══ Supplied entries
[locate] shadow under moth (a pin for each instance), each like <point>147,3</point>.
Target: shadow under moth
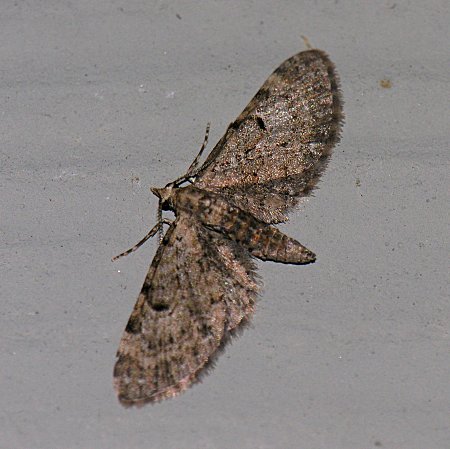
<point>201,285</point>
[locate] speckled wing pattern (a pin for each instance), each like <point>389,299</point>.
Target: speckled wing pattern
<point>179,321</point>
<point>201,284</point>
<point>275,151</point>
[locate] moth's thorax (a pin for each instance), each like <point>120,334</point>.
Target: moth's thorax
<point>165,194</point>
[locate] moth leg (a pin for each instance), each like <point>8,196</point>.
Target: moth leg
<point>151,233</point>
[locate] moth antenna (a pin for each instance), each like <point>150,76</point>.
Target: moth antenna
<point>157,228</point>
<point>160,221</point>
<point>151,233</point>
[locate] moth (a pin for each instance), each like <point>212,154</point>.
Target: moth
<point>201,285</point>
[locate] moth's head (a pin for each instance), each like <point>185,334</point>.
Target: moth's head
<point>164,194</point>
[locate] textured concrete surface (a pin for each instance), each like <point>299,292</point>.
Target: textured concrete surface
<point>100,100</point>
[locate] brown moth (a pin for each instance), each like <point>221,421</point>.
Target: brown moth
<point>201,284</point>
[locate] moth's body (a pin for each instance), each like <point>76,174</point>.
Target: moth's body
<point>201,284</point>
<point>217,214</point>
════
_What is being asked_
Across the records, how many lines contain "locate"? Only the number should be given.

_Written reply_
10